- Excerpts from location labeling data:
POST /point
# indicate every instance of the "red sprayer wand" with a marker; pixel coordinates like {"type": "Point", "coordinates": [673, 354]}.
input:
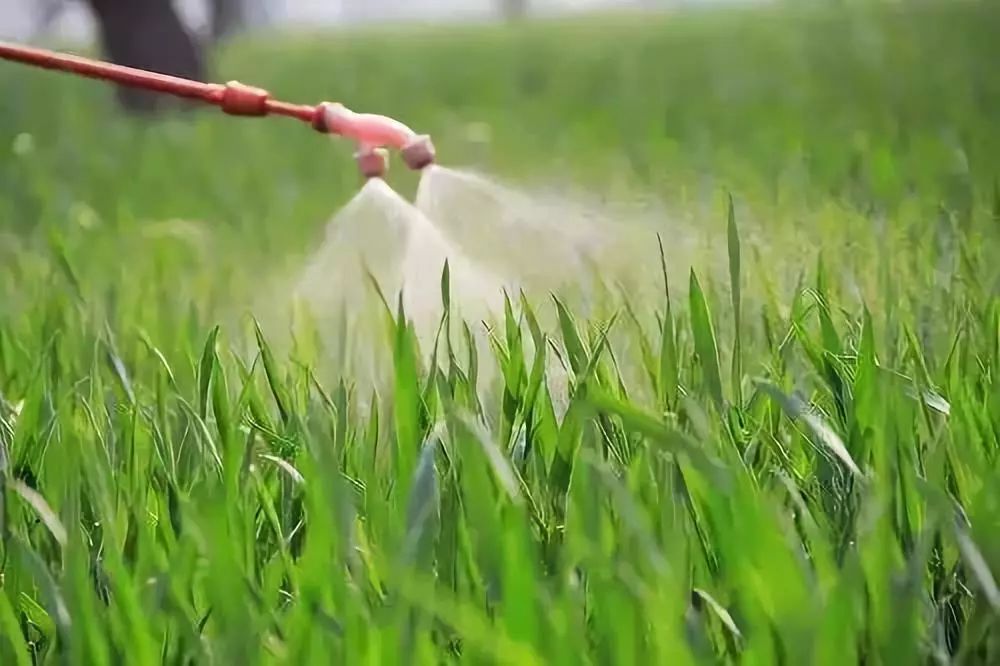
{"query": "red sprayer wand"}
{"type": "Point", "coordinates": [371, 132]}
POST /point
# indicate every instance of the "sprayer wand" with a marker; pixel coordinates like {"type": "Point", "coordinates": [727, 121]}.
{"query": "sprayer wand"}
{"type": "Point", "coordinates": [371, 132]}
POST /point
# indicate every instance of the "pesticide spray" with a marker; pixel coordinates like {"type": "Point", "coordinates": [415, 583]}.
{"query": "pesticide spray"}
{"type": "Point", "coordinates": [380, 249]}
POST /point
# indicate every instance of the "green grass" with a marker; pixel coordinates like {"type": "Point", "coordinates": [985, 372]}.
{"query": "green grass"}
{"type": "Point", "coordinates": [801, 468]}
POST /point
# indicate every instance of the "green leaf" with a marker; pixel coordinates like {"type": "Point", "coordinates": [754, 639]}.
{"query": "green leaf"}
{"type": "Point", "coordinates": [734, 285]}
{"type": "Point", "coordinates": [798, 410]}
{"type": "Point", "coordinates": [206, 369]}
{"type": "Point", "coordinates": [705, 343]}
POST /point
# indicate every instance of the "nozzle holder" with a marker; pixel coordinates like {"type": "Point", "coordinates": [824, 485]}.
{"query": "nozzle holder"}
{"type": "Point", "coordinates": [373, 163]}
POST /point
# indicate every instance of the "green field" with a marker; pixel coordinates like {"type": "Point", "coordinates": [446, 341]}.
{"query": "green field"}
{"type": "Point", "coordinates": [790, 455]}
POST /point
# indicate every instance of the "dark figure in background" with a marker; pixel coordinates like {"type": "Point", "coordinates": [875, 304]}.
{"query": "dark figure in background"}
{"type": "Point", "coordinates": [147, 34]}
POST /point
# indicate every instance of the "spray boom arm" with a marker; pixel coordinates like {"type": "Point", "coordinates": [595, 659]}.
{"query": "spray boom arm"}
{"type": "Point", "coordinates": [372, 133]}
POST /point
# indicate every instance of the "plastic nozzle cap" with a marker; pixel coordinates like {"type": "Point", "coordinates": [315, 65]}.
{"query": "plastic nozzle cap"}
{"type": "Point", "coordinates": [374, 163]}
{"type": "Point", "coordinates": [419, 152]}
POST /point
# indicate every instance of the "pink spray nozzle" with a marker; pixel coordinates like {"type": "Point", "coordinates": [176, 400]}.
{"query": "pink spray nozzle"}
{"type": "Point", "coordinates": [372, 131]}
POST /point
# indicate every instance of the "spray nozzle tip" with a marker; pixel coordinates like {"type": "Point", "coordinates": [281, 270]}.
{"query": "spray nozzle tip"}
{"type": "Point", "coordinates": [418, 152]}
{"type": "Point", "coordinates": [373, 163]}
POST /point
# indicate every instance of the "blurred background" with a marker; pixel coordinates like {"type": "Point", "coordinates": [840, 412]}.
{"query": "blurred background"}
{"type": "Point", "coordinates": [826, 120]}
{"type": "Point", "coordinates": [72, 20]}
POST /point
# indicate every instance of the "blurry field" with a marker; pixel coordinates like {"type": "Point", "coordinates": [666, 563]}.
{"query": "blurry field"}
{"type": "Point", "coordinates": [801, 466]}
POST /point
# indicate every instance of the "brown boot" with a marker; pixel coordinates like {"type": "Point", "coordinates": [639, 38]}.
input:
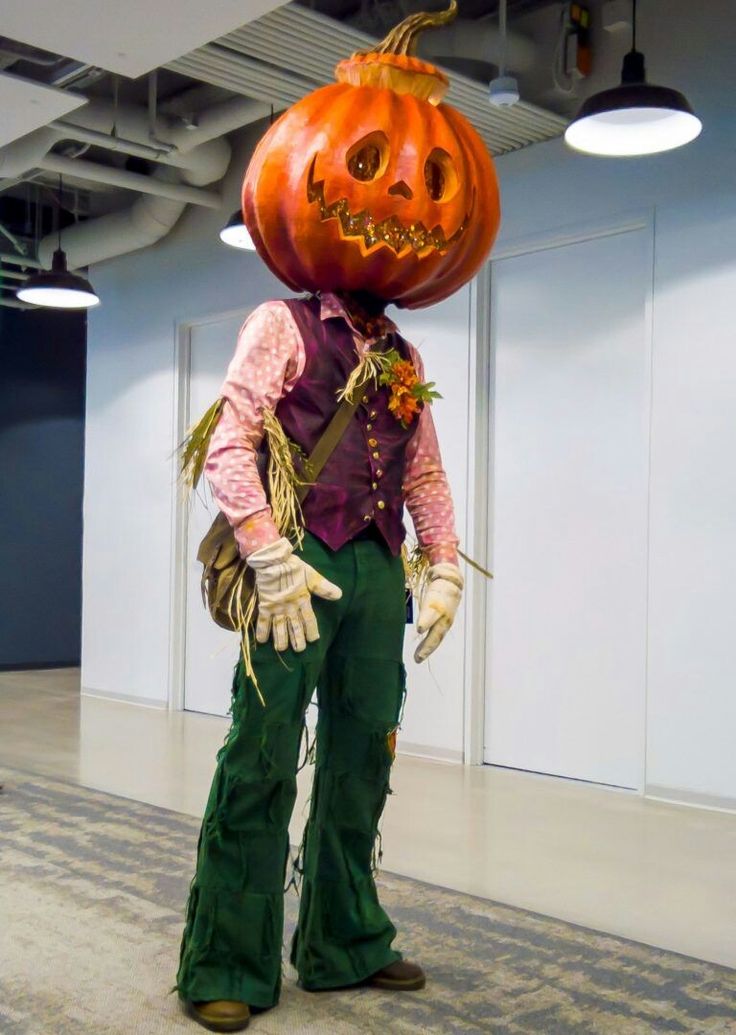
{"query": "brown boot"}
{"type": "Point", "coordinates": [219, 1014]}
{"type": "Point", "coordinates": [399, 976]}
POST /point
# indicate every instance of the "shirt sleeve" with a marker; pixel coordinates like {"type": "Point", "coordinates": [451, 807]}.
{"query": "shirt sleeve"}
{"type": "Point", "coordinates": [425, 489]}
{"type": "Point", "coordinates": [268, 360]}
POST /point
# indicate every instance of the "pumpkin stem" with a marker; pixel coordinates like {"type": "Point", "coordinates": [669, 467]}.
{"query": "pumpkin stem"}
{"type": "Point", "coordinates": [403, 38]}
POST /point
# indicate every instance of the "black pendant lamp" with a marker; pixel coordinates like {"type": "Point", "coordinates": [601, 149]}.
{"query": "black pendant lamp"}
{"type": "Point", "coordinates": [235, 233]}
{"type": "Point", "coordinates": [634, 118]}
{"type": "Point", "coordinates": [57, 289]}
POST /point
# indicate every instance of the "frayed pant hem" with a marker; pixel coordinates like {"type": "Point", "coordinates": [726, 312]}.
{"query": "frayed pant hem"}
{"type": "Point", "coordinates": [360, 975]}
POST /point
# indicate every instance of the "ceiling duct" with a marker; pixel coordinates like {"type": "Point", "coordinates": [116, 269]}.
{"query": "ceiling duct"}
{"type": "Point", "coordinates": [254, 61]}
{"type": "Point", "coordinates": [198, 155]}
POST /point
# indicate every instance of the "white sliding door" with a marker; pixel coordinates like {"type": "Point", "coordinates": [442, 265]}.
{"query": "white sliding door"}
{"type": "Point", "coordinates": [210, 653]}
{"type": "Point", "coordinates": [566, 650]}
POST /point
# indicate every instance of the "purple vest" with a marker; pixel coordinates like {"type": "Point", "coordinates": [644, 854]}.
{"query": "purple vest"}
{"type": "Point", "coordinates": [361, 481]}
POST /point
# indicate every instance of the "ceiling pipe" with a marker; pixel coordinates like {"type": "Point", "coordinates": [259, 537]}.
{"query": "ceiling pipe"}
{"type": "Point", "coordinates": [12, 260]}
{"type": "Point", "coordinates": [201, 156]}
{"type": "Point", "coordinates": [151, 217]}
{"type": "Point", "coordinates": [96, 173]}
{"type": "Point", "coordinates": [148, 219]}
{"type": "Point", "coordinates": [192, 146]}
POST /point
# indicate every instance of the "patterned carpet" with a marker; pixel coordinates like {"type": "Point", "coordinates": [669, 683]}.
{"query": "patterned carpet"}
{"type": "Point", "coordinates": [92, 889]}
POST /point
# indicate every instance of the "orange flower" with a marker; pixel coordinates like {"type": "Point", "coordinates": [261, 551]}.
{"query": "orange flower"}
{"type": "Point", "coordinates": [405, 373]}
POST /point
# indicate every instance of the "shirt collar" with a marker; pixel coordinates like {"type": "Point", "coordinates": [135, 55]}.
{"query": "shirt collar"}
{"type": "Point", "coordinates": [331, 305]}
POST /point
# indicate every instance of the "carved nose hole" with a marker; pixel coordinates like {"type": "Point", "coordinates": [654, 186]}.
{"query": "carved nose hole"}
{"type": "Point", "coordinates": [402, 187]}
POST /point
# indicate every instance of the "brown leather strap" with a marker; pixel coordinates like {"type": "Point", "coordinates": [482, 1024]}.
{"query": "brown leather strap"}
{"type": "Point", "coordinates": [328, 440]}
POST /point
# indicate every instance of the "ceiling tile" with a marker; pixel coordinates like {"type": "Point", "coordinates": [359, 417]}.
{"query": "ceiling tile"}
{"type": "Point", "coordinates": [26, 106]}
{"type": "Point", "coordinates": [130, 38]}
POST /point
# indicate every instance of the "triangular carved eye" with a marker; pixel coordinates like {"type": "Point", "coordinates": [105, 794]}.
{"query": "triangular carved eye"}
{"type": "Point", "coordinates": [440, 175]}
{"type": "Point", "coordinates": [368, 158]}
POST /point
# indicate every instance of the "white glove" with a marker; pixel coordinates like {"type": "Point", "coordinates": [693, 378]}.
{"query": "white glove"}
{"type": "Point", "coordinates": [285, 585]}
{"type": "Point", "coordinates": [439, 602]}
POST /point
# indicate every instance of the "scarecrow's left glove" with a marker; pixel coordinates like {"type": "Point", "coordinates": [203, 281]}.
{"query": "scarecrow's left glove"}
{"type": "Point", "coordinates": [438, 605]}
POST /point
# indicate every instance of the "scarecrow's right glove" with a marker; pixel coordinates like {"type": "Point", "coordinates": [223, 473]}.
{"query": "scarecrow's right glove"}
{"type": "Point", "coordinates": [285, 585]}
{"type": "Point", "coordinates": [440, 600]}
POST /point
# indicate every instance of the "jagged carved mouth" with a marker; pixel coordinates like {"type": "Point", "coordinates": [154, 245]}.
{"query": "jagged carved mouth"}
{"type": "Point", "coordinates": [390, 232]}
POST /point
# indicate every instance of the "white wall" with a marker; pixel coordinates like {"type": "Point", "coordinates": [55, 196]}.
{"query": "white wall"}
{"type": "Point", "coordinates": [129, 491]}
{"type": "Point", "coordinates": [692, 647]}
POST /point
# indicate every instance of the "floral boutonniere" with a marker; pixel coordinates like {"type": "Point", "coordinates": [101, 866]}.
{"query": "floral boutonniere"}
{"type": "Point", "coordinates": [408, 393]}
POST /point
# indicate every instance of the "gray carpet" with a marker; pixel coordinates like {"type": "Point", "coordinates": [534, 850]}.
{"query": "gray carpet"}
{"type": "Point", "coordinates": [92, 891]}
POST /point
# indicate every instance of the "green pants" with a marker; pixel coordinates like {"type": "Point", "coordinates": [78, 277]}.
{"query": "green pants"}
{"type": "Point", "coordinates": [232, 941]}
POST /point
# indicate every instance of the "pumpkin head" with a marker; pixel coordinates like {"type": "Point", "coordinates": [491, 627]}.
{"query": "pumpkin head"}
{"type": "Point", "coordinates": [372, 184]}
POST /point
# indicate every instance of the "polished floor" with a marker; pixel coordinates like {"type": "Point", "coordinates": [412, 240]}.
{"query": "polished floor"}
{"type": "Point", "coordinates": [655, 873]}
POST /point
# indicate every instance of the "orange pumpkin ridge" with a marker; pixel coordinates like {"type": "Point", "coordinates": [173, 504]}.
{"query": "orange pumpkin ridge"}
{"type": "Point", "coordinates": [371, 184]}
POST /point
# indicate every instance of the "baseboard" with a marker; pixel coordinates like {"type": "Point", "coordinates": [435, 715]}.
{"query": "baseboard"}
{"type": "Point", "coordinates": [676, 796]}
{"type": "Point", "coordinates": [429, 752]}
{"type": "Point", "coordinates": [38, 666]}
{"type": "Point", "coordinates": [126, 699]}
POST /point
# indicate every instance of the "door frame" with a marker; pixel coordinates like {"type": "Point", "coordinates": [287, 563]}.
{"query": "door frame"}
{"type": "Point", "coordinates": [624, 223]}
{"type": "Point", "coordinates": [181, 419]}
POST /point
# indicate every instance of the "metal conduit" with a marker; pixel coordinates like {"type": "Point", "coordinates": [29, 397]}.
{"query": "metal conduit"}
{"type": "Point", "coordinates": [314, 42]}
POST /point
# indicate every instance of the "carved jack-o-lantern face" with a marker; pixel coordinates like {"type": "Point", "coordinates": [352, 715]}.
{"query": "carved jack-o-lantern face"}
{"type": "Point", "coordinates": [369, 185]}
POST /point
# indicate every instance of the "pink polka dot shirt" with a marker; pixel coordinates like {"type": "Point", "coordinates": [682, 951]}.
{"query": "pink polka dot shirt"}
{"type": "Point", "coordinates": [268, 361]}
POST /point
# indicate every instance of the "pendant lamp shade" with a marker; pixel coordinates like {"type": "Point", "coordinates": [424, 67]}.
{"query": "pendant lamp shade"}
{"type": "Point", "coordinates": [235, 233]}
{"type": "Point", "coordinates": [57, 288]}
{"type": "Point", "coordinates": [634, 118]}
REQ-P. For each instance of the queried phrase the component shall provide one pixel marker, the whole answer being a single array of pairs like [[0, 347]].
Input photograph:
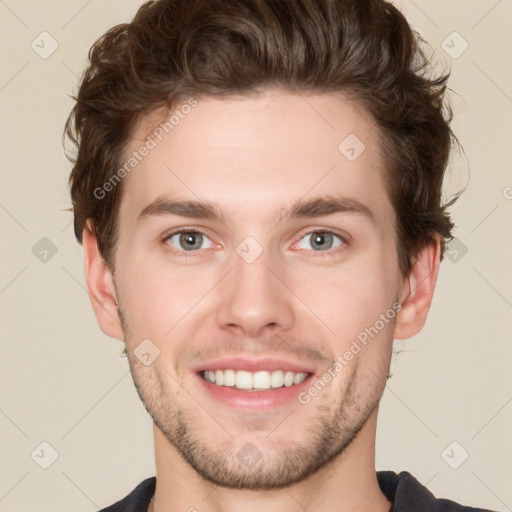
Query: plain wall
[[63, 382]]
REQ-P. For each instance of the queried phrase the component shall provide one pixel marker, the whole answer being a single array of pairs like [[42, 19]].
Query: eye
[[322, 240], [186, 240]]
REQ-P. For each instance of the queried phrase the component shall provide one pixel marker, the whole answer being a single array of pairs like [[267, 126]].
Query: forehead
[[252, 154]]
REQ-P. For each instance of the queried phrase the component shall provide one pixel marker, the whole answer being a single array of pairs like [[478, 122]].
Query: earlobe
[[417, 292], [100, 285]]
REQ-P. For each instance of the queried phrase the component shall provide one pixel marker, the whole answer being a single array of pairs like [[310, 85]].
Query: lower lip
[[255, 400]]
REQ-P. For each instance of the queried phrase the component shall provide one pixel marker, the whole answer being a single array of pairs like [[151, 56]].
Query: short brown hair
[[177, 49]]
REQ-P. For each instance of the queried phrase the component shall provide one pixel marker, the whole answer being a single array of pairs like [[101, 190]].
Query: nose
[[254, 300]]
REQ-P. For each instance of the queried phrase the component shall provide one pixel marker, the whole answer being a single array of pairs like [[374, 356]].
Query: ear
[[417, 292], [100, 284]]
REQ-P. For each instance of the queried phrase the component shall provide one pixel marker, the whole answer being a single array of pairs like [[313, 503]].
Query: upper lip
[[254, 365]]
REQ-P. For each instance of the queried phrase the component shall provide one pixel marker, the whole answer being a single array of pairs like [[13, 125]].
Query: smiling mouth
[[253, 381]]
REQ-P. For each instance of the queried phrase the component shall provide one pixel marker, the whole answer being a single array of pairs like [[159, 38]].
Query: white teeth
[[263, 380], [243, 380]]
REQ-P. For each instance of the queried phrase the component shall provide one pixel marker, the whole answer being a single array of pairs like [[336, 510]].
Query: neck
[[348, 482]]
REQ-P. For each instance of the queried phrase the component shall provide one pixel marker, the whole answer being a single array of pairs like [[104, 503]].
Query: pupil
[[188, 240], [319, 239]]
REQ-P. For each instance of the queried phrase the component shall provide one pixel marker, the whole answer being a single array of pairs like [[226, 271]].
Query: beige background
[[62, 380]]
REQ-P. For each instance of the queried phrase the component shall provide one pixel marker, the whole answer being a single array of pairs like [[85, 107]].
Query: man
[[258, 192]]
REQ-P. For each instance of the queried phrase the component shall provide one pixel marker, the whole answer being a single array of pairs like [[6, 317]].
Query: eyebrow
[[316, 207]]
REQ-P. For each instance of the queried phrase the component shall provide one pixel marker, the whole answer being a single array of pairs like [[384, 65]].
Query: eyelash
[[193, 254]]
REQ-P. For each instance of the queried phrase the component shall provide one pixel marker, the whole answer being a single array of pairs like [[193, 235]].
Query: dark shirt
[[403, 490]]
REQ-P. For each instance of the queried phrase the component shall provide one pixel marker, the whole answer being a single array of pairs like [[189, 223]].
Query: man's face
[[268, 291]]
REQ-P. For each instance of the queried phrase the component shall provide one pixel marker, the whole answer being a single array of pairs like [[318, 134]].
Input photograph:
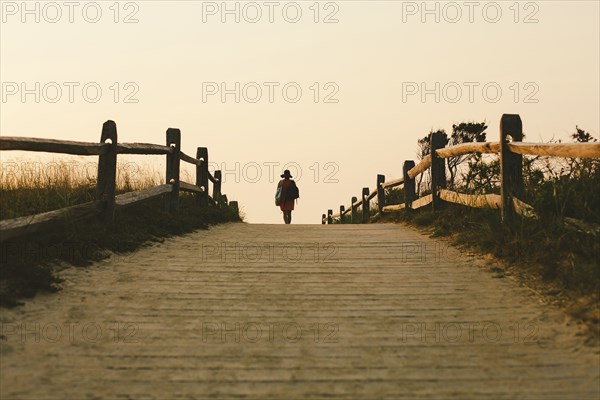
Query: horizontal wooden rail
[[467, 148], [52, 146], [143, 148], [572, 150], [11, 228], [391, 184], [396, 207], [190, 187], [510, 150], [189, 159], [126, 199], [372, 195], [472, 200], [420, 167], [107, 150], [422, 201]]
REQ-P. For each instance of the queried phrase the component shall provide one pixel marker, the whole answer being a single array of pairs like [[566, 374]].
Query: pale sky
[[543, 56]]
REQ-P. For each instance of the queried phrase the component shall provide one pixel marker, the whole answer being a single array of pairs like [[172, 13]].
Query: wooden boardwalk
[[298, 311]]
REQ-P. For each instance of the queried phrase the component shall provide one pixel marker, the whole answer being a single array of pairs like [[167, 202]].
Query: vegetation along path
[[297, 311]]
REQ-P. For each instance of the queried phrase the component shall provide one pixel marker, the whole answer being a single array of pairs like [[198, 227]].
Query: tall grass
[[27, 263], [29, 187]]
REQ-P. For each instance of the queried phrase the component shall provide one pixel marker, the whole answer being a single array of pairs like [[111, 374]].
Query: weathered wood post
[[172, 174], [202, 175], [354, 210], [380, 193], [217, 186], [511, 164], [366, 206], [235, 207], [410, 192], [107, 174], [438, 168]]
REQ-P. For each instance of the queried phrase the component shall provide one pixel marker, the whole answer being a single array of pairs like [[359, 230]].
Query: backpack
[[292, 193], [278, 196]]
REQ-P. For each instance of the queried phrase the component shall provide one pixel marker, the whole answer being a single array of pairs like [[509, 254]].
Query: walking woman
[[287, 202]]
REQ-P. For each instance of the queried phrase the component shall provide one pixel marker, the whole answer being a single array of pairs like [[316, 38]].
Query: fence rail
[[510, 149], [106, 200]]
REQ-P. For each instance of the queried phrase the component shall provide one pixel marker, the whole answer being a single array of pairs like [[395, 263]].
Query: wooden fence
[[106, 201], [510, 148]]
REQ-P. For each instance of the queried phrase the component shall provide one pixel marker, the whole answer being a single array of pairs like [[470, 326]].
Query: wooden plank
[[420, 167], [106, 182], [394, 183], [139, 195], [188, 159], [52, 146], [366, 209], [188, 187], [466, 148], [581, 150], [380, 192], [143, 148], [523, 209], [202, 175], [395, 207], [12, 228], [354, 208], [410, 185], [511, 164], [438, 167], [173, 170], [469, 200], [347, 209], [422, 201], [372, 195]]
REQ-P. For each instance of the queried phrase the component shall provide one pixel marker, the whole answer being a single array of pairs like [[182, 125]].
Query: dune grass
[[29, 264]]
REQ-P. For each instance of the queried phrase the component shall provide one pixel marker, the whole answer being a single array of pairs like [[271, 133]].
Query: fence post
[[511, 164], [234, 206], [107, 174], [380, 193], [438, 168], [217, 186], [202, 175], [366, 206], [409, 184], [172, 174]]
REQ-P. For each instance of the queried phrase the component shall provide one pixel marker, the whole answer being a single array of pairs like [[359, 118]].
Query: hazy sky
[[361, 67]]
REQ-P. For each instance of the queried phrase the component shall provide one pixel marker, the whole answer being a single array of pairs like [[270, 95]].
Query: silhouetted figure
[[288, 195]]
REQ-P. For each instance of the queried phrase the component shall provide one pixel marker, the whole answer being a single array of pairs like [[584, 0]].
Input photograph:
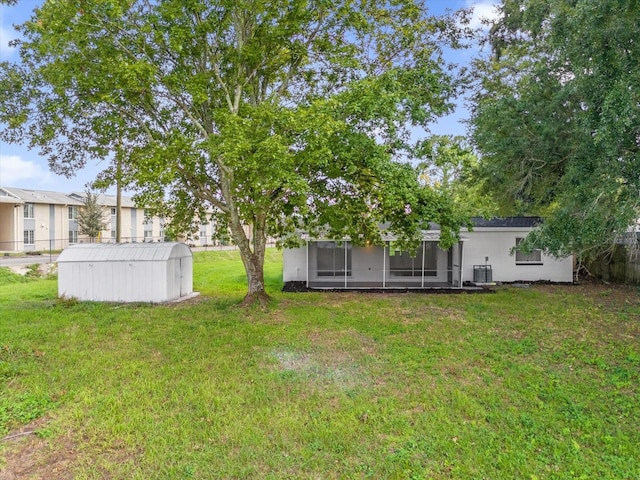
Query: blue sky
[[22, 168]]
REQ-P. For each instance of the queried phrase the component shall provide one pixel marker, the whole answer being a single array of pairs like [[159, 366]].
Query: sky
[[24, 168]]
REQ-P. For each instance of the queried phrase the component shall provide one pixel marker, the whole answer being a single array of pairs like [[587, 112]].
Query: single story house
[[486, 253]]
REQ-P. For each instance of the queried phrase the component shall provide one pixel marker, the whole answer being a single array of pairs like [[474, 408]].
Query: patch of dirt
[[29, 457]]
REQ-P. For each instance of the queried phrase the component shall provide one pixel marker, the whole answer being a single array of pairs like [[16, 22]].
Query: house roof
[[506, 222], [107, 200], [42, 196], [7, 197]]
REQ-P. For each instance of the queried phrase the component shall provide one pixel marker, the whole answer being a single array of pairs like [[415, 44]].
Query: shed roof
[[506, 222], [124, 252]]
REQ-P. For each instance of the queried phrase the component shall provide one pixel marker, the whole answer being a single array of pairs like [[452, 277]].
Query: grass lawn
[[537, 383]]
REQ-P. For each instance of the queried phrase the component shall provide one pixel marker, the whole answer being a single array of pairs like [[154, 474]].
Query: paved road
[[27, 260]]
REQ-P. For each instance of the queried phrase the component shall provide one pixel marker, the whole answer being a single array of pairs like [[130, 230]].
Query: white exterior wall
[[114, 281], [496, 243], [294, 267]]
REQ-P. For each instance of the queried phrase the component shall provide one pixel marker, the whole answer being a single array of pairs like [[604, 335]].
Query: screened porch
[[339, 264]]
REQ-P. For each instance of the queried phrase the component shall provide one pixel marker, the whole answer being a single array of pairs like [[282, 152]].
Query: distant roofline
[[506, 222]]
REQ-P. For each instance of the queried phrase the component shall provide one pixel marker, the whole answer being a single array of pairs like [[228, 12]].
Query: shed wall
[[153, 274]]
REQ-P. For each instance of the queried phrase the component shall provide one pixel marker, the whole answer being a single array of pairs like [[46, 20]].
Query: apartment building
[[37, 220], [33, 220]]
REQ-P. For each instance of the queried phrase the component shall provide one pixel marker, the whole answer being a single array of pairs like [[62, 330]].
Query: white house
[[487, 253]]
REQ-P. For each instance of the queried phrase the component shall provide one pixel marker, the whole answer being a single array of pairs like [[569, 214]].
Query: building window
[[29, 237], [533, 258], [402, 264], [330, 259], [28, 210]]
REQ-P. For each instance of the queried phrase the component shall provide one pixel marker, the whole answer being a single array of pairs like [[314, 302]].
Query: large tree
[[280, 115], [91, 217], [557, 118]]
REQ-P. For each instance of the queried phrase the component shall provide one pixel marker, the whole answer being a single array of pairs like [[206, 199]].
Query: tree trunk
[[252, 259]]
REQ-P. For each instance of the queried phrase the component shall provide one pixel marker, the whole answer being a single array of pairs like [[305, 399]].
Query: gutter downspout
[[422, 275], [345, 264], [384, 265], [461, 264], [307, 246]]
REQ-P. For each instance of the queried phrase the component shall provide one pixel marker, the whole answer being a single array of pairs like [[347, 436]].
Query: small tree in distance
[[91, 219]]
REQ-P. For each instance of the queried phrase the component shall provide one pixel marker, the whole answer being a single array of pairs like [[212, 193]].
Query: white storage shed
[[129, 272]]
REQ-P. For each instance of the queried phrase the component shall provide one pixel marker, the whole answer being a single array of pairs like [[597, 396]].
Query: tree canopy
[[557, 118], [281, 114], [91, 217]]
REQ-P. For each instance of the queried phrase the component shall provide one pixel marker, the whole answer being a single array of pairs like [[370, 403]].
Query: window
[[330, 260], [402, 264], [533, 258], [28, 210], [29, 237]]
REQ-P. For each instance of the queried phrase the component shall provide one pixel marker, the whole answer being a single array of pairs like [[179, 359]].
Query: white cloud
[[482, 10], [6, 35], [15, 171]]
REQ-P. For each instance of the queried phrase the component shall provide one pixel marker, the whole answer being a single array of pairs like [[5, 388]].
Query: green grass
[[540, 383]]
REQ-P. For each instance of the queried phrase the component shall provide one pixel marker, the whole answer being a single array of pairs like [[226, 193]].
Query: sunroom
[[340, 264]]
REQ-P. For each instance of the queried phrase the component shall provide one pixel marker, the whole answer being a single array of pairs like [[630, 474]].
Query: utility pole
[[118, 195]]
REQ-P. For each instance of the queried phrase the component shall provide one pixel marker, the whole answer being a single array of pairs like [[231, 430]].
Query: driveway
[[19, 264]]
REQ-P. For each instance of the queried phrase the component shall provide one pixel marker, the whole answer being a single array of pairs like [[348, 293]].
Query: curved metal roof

- EXERCISE:
Can you copy, word for word, the stretch of the entries above from the line containing "like [[348, 293]]." through the last line of the entries?

- EXERCISE SOLUTION:
REQ-P. For each instance of the queried phrase the component shall provide one pixel marker, the whole answer being a single array of pairs like [[348, 293]].
Query: curved metal roof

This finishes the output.